# (Rumour) PS4 Not Unduly Powerful Over Current Gen



## heartgold (Apr 9, 2012)

Sources are now spilling the beans on exactly what we can expect from Orbis, or the PlayStation 4, when it is arrives. For the most part it is about what we already knew, with no real surprises; and it looks to be a very smart decision for AMD.

If the tech specs are correct, the latest info has the PS4 showing the unit being built from what amounts to off-the-self parts. The unit will use the AMD A8-3850 APU and  Radeon 7670 GPU. The AP-3850 APU is said to clock in at 2.9GHz and it will be a quad core chip, while the HD 7670 which will offer 1GB of RAM and while we have heard rumors of a projected clock speed, we would wait till we are closer to release before we predict what this will actually be.

As we told you previously, this selection does take back from the PC side, but there still a lot more questions than answers. Our contacts in the development community seem divided on what the box can actually deliver in terms of performance. According to one developer, “…we really don’t know how well the unit can perform, but so far it has been on par with the current generation.”

__Written problem 1__: Select and copy every line in the records that contains the word "stone". Case matters.

__Exercise material__:
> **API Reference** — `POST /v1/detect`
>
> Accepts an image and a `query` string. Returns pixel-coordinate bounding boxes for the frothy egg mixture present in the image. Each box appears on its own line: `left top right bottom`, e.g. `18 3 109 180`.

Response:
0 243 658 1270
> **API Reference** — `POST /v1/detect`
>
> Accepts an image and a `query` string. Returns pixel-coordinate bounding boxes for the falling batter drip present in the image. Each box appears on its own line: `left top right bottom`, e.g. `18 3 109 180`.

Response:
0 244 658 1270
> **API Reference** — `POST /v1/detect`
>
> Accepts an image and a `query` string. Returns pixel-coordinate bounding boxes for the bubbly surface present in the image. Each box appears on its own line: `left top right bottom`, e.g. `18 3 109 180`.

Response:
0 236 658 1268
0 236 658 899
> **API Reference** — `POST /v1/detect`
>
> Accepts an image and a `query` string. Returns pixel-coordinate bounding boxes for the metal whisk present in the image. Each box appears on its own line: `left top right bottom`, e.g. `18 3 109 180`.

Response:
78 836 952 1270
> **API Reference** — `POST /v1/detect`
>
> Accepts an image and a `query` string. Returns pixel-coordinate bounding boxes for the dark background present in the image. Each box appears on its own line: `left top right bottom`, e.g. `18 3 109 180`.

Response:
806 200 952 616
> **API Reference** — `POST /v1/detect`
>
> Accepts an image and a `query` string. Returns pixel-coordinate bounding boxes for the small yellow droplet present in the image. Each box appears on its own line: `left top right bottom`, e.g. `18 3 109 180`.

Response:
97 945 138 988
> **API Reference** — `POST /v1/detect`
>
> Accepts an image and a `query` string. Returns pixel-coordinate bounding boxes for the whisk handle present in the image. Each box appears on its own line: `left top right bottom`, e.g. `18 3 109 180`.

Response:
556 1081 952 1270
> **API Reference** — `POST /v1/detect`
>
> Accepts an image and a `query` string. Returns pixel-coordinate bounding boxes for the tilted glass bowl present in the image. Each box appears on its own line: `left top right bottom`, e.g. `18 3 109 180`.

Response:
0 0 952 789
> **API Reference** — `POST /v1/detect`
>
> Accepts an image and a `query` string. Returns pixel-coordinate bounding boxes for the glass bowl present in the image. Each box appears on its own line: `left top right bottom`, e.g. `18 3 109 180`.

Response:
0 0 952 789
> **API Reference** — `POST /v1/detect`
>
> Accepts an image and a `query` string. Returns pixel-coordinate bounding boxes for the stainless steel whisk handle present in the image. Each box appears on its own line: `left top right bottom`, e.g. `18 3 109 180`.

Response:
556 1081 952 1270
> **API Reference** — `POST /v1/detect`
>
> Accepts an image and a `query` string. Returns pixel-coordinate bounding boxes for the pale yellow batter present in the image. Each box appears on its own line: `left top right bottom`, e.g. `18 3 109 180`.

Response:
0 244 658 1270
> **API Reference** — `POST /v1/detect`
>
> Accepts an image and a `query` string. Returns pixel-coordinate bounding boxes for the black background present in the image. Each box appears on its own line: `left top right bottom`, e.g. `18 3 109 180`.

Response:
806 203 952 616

...

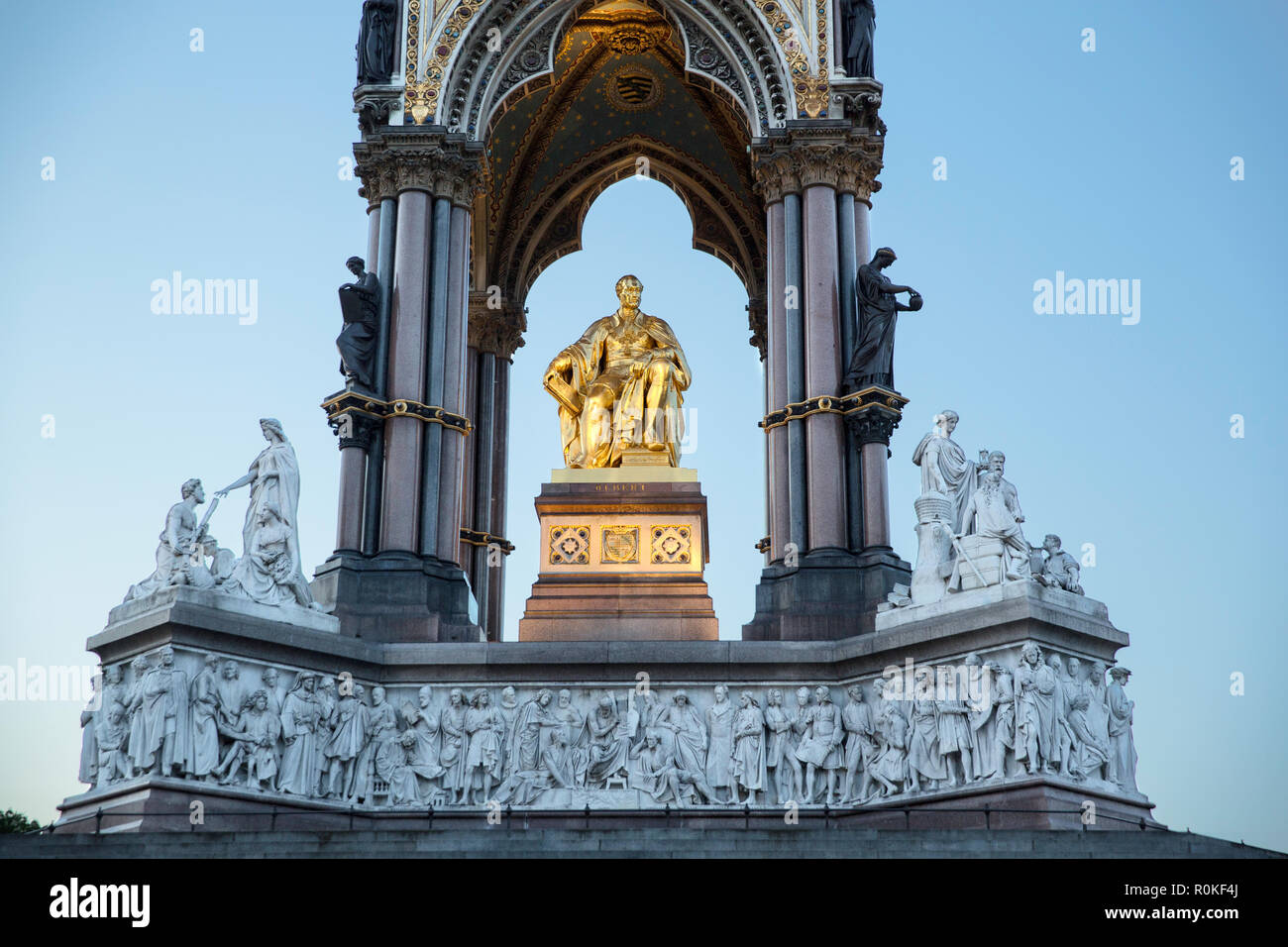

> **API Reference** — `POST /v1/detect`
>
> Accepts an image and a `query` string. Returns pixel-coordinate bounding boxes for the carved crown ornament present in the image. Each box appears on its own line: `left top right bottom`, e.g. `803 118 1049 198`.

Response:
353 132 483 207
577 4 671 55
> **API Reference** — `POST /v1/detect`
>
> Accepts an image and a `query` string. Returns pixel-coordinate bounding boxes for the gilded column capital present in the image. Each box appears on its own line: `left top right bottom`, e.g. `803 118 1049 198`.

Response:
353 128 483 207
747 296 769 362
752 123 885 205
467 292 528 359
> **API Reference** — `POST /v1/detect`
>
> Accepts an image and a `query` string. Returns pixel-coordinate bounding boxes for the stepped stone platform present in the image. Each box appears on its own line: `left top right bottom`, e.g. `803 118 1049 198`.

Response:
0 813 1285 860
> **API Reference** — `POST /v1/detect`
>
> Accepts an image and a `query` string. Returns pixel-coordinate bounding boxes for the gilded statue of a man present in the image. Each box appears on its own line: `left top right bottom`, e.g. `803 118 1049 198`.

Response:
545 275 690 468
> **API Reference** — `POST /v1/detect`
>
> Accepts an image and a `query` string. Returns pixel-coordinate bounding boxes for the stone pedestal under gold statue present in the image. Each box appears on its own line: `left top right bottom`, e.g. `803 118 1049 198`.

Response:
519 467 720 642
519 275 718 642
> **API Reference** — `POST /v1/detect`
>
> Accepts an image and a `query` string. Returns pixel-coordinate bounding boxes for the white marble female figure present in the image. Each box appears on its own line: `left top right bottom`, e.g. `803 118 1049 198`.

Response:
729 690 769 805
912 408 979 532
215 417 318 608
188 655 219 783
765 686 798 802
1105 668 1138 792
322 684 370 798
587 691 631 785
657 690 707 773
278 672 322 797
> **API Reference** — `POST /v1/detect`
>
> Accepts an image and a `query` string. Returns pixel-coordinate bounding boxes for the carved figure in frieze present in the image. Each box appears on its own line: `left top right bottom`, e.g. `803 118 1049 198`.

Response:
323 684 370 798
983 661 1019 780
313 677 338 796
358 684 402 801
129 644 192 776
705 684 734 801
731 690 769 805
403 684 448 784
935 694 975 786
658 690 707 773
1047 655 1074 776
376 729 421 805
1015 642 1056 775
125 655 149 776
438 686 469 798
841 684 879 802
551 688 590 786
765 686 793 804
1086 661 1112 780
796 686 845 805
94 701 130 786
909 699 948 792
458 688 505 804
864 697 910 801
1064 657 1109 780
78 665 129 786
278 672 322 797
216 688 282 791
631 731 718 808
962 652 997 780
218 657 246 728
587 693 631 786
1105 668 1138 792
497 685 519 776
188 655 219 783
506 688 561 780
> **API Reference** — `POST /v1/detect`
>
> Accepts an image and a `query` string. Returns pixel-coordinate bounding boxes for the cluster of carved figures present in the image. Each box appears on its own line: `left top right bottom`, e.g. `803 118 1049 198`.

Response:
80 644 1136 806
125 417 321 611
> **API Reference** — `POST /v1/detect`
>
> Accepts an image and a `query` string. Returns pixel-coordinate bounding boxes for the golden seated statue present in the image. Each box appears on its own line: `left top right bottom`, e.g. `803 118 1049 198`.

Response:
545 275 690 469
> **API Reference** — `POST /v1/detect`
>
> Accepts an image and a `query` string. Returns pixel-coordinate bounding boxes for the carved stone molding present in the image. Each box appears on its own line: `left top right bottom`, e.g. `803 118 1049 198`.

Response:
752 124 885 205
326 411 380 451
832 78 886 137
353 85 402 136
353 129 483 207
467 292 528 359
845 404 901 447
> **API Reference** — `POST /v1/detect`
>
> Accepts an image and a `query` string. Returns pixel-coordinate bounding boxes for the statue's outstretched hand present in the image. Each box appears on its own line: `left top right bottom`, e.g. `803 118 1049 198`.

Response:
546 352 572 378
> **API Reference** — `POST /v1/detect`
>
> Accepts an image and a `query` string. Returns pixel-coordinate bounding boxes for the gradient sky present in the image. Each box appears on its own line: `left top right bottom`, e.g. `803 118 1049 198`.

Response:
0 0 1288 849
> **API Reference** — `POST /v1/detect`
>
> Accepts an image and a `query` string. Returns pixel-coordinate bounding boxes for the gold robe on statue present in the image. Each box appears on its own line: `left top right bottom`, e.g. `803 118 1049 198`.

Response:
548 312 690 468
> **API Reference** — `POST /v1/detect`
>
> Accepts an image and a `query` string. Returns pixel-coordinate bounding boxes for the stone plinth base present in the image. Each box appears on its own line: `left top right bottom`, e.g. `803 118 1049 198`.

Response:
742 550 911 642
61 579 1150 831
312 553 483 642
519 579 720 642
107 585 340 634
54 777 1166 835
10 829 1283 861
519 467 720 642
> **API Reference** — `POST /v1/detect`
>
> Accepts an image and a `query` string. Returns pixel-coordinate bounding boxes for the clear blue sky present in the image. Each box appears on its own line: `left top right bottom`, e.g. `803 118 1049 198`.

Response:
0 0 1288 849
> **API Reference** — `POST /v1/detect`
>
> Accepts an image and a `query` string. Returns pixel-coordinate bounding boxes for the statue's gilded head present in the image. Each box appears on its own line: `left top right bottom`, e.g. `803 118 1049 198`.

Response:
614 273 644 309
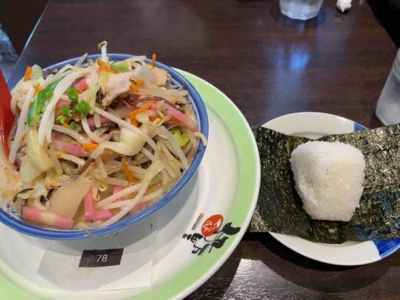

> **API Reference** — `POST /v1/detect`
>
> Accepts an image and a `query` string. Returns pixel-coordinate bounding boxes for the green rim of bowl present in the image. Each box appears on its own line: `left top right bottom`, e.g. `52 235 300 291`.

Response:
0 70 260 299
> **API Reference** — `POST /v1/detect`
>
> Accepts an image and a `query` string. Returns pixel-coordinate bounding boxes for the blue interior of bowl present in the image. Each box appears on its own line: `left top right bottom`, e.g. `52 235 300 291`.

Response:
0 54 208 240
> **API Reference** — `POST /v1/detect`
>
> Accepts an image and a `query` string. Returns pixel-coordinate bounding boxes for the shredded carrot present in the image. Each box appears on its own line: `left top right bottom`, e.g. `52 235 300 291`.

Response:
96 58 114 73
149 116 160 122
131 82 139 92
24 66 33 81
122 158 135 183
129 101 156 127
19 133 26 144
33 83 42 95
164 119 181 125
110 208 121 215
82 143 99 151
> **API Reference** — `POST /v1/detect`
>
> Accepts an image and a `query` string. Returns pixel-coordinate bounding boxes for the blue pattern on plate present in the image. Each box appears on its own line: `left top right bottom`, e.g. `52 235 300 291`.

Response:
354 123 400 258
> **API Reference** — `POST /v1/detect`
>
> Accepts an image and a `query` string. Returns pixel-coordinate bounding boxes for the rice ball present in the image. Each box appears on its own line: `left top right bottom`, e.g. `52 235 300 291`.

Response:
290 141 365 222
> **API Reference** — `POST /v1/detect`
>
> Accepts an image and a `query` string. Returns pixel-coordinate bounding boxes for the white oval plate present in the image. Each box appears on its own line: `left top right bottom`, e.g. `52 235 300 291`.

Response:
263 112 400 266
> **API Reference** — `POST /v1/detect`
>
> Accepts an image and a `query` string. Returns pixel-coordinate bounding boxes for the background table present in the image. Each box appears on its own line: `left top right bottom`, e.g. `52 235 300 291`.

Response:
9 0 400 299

__Written problem 2__:
Answer these questions from the PlayStation 4 rumor post:
(a) For which company does the post say the hardware choice looks like a very smart decision?
(b) How many cores will the APU have?
(c) According to one developer, how has the unit performed so far?

__Complete output 1__:
> Accepts an image and a `query` string. Returns pixel-coordinate bounding boxes for the stepped stone platform present in the image. Each box appears on its own line: `left top right bottom`, e.g. `803 118 1049 198`.
> Accepts an image and a `query` string. Returns pixel-coordinate bounding boxes for the stone pedestal under gold statue present in the image. Each box appears on its own line: `left top right bottom`, e.g. `803 118 1049 198`.
> Accepts an image and a `query` string. Returns pixel-coordinate bounding boxes for the carved stone molding present in the image. Each box appears on its own line: `left top right bottom`, e.g. `803 118 1049 198`.
> Accepts an image and a `query` string. Returns pixel-coordinate bounding boxes for the stone plinth base present in the image. Each box appears on its own line: `left top right bottom`, e.g. `803 118 1049 198`.

__Complete output 2__:
(a) AMD.
(b) Four; it will be a quad core chip.
(c) It has been on par with the current generation.